= What the exercise asks =
Display each line in the entries below that contains the word "copper".

= Data for the task =
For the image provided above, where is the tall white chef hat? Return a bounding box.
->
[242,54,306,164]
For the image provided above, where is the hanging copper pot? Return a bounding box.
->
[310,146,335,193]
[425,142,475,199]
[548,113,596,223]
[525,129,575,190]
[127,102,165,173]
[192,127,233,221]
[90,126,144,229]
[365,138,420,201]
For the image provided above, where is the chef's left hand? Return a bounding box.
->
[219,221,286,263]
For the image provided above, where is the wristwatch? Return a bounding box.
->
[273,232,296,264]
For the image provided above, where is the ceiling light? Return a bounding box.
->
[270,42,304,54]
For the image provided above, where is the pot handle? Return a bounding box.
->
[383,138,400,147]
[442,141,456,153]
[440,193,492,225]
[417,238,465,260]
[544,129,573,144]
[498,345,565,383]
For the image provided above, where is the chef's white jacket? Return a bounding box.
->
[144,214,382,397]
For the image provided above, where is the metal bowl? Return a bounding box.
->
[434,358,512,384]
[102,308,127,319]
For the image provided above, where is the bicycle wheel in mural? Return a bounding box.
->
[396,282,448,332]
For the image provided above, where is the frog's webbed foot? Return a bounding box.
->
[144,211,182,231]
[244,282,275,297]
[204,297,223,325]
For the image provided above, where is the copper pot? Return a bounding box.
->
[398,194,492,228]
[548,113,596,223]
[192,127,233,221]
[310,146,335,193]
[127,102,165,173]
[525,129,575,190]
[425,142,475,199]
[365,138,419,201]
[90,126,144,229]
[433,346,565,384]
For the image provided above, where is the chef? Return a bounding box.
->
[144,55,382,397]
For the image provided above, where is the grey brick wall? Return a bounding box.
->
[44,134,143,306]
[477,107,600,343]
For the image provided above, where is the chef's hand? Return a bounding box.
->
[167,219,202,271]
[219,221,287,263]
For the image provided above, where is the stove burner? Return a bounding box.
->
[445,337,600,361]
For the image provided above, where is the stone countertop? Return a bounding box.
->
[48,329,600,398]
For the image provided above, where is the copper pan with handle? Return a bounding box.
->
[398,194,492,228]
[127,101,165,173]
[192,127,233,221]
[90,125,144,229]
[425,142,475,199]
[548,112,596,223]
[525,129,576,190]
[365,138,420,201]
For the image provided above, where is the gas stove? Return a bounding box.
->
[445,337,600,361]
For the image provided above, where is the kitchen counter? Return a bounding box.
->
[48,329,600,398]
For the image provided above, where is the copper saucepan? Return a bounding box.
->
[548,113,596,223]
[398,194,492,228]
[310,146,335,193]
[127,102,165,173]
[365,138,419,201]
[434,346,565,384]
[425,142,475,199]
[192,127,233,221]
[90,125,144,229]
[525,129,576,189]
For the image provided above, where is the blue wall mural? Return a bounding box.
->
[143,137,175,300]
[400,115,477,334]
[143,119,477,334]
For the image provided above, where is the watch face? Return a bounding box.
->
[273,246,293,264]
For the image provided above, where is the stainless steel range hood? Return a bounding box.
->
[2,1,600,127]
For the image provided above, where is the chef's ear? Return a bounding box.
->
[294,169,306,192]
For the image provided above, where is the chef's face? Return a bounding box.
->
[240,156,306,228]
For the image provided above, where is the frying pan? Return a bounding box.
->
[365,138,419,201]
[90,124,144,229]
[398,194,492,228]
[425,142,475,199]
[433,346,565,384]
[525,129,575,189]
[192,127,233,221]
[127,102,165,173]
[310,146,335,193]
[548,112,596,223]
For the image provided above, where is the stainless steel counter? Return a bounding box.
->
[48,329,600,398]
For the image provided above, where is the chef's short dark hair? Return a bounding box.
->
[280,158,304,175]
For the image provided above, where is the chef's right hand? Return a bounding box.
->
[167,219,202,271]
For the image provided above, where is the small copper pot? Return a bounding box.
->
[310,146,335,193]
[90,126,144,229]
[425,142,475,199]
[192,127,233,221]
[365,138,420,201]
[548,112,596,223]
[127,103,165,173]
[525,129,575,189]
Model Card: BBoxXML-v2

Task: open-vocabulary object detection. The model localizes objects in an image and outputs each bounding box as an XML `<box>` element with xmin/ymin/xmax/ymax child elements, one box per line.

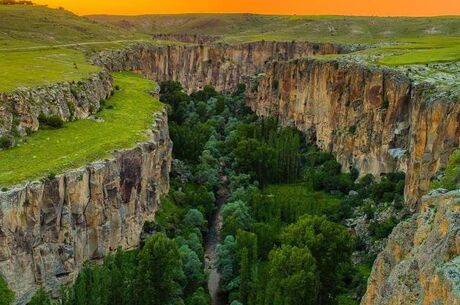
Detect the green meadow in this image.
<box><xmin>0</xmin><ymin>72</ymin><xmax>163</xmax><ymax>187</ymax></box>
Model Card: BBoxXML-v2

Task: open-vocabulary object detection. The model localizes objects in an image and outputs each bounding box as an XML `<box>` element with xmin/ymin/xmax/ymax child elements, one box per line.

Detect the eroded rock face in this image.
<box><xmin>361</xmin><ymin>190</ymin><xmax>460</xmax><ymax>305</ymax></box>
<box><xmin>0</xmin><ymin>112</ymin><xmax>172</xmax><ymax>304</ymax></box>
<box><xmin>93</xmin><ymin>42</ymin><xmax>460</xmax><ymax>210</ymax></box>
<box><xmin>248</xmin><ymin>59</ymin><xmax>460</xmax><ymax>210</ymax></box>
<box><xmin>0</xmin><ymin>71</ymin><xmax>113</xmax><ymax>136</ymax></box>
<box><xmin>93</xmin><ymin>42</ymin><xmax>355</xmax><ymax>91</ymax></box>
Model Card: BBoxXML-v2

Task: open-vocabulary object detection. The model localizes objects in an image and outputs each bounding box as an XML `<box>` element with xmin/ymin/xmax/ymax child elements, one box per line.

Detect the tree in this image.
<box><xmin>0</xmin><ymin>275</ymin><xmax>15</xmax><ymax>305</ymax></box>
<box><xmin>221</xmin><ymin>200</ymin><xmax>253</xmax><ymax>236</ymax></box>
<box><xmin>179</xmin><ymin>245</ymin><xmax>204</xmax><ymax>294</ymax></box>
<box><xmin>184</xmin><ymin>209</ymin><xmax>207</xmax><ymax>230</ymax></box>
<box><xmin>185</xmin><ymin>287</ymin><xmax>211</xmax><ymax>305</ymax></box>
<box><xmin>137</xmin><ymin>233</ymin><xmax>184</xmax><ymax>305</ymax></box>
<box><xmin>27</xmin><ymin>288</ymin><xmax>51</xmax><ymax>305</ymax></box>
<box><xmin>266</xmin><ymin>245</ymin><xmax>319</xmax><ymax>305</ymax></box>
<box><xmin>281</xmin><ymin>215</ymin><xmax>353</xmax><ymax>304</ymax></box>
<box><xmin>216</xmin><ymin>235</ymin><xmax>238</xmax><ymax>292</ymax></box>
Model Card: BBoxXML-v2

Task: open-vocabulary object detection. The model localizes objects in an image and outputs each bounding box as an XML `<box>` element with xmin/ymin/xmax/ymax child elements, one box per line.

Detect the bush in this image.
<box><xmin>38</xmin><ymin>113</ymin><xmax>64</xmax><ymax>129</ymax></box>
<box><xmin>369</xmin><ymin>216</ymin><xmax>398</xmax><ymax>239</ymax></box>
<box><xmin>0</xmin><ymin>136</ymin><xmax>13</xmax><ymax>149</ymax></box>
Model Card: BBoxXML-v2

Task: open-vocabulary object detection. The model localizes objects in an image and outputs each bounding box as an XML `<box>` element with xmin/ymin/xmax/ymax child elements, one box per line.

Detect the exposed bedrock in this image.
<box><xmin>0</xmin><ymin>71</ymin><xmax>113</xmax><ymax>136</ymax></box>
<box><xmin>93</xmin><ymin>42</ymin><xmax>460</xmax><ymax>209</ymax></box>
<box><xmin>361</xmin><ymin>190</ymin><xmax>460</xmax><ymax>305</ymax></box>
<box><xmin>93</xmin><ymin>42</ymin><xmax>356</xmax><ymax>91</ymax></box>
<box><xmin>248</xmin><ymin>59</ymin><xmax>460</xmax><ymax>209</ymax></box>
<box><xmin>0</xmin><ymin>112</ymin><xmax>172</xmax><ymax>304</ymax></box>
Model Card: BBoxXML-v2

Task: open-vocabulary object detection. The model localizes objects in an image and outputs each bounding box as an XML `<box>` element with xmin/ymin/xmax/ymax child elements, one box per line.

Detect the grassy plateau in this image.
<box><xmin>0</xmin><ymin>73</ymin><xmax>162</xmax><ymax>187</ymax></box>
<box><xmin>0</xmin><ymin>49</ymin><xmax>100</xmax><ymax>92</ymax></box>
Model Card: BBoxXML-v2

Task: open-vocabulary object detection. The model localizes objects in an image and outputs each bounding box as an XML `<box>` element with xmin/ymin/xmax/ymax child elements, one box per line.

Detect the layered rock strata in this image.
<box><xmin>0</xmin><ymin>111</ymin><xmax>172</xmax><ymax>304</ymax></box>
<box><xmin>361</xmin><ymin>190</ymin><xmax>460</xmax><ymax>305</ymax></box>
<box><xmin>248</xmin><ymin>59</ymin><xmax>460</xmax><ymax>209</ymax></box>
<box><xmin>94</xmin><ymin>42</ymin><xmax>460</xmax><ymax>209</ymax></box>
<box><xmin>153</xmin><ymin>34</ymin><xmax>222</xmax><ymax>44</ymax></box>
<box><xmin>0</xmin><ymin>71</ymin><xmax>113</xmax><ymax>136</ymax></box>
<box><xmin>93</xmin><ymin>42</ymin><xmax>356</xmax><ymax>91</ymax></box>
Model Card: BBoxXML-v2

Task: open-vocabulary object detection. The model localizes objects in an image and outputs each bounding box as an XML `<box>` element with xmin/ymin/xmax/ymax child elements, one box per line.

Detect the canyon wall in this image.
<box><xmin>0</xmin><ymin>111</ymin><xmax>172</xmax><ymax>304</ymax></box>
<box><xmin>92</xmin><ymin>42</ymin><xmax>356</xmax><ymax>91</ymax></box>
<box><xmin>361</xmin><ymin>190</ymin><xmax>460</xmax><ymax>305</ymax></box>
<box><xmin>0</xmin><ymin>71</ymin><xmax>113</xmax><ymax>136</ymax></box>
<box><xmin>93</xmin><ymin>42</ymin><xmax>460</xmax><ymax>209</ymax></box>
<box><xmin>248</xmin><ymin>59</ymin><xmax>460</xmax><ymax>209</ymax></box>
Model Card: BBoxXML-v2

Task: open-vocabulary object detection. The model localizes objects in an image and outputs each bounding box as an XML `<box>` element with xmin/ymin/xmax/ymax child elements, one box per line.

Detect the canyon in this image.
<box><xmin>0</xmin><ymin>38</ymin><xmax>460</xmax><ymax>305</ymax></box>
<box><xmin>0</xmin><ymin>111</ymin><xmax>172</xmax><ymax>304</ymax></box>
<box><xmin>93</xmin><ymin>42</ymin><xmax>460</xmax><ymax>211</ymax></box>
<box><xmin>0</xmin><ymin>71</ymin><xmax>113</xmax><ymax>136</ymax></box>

= Output for this exercise =
For the image provided above, where is the hanging copper pot? Return a bounding box.
For the image provided above, where is the copper pot? Return a bounding box.
For the image provided above, where is the copper pan with handle? Return a bounding box.
For the image provided above, where is the copper saucepan? Return a bounding box.
For the image provided above, where is the small copper pot? Return a bounding box.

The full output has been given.